▶ DESCRIPTION OF THE TASK
Which lines in the material below contain the word "balcony"? Copy each of those lines in full.

▶ RECORDS SUPPLIED
* * * * *

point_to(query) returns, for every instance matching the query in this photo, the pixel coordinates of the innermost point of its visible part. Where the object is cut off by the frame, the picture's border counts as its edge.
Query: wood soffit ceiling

* * * * *

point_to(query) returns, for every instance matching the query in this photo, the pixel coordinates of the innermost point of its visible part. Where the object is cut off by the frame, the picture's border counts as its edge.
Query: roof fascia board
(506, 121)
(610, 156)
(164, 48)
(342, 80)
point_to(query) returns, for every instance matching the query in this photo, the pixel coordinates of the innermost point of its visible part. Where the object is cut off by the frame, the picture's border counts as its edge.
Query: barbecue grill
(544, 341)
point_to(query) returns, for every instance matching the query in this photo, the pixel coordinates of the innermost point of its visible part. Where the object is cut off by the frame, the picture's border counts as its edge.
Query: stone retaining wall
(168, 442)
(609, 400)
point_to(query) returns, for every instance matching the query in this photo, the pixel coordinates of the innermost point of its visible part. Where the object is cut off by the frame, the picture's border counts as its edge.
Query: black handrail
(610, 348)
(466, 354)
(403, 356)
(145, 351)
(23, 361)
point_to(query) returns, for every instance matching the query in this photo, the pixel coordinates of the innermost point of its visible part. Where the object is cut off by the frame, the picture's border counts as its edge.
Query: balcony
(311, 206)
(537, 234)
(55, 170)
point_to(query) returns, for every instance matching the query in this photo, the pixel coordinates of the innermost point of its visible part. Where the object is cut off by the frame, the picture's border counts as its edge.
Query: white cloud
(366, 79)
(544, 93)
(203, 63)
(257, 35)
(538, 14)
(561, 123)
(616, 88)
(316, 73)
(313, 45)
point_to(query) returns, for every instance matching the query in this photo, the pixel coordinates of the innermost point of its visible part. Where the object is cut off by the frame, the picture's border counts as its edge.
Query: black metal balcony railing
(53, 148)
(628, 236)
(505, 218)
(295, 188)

* * * * *

▶ IN RESPONSE
Query: balcony
Query: black metal balcony railing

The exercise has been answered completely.